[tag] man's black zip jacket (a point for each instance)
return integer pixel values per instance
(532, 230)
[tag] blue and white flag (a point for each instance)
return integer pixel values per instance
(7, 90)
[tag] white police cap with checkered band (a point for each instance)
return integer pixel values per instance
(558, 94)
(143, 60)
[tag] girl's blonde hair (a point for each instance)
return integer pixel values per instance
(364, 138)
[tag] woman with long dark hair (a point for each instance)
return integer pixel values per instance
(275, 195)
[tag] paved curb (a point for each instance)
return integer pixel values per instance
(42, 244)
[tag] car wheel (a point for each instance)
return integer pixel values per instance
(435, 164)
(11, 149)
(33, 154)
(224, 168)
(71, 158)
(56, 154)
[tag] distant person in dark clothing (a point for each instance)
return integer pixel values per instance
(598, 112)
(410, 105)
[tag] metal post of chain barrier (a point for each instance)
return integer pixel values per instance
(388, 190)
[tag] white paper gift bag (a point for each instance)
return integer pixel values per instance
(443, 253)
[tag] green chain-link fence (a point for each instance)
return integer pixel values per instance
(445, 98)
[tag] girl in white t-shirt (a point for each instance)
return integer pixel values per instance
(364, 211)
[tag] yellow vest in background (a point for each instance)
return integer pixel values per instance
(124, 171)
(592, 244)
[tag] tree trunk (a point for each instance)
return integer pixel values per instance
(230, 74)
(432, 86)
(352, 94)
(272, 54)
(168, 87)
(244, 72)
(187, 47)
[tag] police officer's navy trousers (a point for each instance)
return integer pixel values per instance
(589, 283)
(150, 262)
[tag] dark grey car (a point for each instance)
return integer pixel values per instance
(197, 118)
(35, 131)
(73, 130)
--
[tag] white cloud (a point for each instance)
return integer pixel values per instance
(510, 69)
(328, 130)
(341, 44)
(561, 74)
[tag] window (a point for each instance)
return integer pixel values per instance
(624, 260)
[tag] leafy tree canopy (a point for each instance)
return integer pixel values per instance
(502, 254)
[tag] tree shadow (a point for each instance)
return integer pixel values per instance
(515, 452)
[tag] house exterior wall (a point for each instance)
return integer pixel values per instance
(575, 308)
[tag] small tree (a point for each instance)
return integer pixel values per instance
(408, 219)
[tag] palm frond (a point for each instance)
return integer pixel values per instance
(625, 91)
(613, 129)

### PROBLEM DESCRIPTION:
Count the lines above that contain the string "with", treating uppercase and lowercase as different. Give only the number.

### RESPONSE TO THE TASK:
2